Aquilombar: o poder e a nobreza de conhecer e reconhecer suas raízes

Experiência Quilombo realizada por fundadores e fundadoras de startups investidas pelo Black Founders Fund

Por Google for Startups

Desde que lançamos o Black Founders Fund, em setembro de 2020, muitas coisas mudaram aqui dentro do Google for Startups - inclusive a profundidade com a qual olhamos, como instituição, para temas sociais e raciais. Ao conviver com tantos afroempreendedores, conhecendo suas dores e celebrando suas conquistas, conseguimos experienciar, ver e sentir como algumas disfunções ainda são latentes na sociedade brasileira e no ecossistema de startups.

O apagamento histórico - processo de deslocamento forçado, no qual indivíduos eram retirados de suas comunidades de origem e desembarcavam em um lugar com outros costumes, outro idioma e sem conhecer ninguém para viver sob condições de trabalho desumanas - é, sem dúvidas, uma das maiores dores dos negros diaspóricos brasileiros. Muitos cresceram ouvindo amigos e colegas comentarem sobre suas origens e histórias de seus ascendentes europeus. No entanto, quando questionados sobre a sua própria origem, a resposta, em sua maioria, é sempre a mesma: "eu não sei". Muitos só têm conhecimento da vida daqueles com quem conviveram, ou seja, no máximo quatro gerações antes da sua.

### Dados fornecidos
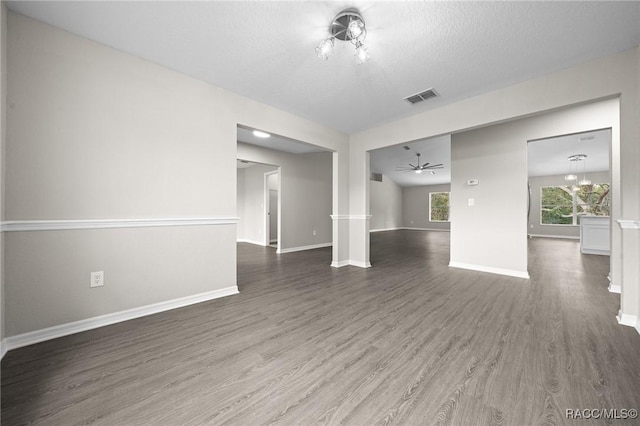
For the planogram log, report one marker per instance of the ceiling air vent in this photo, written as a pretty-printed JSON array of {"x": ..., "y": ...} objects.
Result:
[{"x": 422, "y": 96}]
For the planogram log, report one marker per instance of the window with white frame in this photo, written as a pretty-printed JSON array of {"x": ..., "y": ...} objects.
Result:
[
  {"x": 439, "y": 206},
  {"x": 562, "y": 205}
]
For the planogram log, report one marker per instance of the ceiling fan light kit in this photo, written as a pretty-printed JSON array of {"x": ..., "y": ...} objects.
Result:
[
  {"x": 347, "y": 25},
  {"x": 419, "y": 168}
]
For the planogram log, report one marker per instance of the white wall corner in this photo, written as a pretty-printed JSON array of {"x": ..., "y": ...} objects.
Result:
[
  {"x": 360, "y": 264},
  {"x": 613, "y": 288},
  {"x": 629, "y": 320},
  {"x": 491, "y": 270},
  {"x": 37, "y": 336}
]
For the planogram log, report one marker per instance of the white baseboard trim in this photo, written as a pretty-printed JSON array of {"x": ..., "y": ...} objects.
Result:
[
  {"x": 384, "y": 229},
  {"x": 425, "y": 229},
  {"x": 561, "y": 237},
  {"x": 492, "y": 270},
  {"x": 629, "y": 320},
  {"x": 629, "y": 224},
  {"x": 244, "y": 240},
  {"x": 66, "y": 225},
  {"x": 302, "y": 248},
  {"x": 356, "y": 263},
  {"x": 61, "y": 330}
]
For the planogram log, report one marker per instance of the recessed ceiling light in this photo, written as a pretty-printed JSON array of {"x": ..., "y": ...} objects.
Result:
[{"x": 259, "y": 134}]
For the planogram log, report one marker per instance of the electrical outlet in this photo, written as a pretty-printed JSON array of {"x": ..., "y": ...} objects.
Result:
[{"x": 97, "y": 279}]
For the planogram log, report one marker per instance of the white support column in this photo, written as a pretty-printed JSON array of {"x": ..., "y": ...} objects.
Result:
[{"x": 630, "y": 291}]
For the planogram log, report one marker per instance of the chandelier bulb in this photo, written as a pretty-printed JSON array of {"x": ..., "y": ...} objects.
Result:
[
  {"x": 325, "y": 48},
  {"x": 361, "y": 55}
]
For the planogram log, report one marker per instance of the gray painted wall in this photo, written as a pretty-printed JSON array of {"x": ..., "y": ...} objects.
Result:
[
  {"x": 535, "y": 228},
  {"x": 492, "y": 233},
  {"x": 305, "y": 194},
  {"x": 99, "y": 134},
  {"x": 415, "y": 207},
  {"x": 3, "y": 144},
  {"x": 385, "y": 200}
]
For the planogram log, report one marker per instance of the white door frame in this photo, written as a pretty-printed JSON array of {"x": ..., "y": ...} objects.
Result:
[{"x": 267, "y": 236}]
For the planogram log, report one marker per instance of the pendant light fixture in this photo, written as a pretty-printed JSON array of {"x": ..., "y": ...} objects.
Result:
[
  {"x": 584, "y": 180},
  {"x": 347, "y": 25}
]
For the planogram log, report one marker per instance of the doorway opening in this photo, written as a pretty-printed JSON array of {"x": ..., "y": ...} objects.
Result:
[{"x": 272, "y": 209}]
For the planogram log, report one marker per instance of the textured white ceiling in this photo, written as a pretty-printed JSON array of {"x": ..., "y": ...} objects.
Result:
[
  {"x": 547, "y": 157},
  {"x": 276, "y": 142},
  {"x": 265, "y": 50}
]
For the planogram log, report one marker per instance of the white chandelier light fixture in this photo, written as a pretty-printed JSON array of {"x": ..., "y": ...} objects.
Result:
[
  {"x": 571, "y": 176},
  {"x": 347, "y": 25},
  {"x": 584, "y": 180}
]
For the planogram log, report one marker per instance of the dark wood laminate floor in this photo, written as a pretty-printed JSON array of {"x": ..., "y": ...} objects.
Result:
[{"x": 409, "y": 341}]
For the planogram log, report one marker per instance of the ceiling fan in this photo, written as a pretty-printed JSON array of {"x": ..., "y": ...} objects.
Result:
[{"x": 418, "y": 168}]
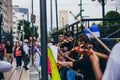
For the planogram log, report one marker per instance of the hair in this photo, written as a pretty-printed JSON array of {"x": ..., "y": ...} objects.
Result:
[
  {"x": 83, "y": 37},
  {"x": 69, "y": 33},
  {"x": 61, "y": 33}
]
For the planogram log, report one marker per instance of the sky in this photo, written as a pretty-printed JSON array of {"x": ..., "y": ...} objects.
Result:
[{"x": 92, "y": 9}]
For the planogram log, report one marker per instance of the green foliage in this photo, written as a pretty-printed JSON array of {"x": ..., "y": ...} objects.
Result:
[{"x": 27, "y": 29}]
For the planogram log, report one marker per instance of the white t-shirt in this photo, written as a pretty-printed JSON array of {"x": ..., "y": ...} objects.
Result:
[{"x": 112, "y": 71}]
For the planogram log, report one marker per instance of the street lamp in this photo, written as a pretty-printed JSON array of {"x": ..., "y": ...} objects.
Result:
[
  {"x": 51, "y": 14},
  {"x": 103, "y": 2}
]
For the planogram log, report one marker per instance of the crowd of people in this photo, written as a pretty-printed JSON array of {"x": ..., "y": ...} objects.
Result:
[
  {"x": 19, "y": 51},
  {"x": 77, "y": 60}
]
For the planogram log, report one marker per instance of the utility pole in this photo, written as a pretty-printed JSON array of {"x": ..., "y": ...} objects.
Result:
[
  {"x": 32, "y": 33},
  {"x": 81, "y": 9},
  {"x": 51, "y": 14},
  {"x": 43, "y": 22}
]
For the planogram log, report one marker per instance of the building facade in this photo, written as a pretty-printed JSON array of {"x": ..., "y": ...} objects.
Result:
[
  {"x": 63, "y": 18},
  {"x": 7, "y": 21}
]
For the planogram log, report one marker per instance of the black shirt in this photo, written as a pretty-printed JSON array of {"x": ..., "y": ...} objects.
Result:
[{"x": 85, "y": 67}]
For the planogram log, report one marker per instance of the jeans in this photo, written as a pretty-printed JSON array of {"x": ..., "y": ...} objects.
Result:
[
  {"x": 70, "y": 75},
  {"x": 63, "y": 73}
]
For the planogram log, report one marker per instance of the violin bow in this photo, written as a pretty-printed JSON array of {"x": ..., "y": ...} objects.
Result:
[{"x": 91, "y": 33}]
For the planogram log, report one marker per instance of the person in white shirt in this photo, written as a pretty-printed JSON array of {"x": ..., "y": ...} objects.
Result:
[{"x": 112, "y": 71}]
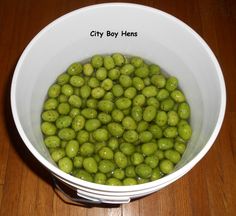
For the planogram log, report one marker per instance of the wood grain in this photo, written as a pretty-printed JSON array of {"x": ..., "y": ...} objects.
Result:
[{"x": 208, "y": 189}]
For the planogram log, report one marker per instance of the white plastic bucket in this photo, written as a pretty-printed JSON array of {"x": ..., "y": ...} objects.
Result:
[{"x": 160, "y": 38}]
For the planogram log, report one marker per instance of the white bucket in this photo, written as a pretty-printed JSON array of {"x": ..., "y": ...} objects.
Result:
[{"x": 161, "y": 39}]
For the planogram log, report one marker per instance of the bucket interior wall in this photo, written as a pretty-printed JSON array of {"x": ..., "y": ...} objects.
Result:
[{"x": 68, "y": 40}]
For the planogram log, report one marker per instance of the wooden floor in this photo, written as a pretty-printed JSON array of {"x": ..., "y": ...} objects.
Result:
[{"x": 208, "y": 189}]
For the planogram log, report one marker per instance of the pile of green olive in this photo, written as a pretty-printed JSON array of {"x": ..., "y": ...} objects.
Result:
[{"x": 116, "y": 120}]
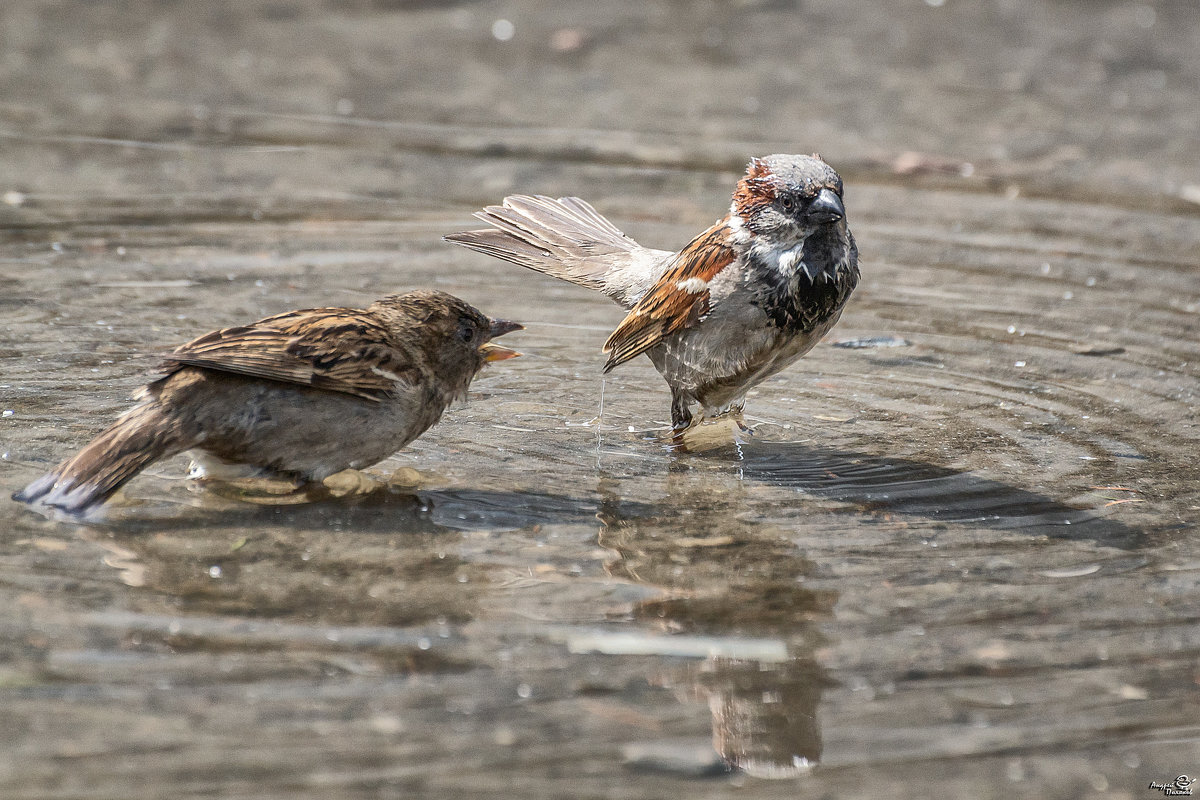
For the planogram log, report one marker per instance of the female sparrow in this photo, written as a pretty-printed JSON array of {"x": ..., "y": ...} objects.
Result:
[
  {"x": 739, "y": 302},
  {"x": 304, "y": 395}
]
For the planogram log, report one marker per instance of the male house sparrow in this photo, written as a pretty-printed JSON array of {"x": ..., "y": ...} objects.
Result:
[
  {"x": 305, "y": 394},
  {"x": 739, "y": 302}
]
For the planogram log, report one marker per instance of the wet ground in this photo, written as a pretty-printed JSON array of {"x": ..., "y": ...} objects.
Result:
[{"x": 957, "y": 558}]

### O que fazer
Repita, sem mudar nada, a parte do texto sobre a Experiência Quilombo entre "Desde que lançamos" e "ecossistema de startups.", inclusive.

### A solução
Desde que lançamos o Black Founders Fund, em setembro de 2020, muitas coisas mudaram aqui dentro do Google for Startups - inclusive a profundidade com a qual olhamos, como instituição, para temas sociais e raciais. Ao conviver com tantos afroempreendedores, conhecendo suas dores e celebrando suas conquistas, conseguimos experienciar, ver e sentir como algumas disfunções ainda são latentes na sociedade brasileira e no ecossistema de startups.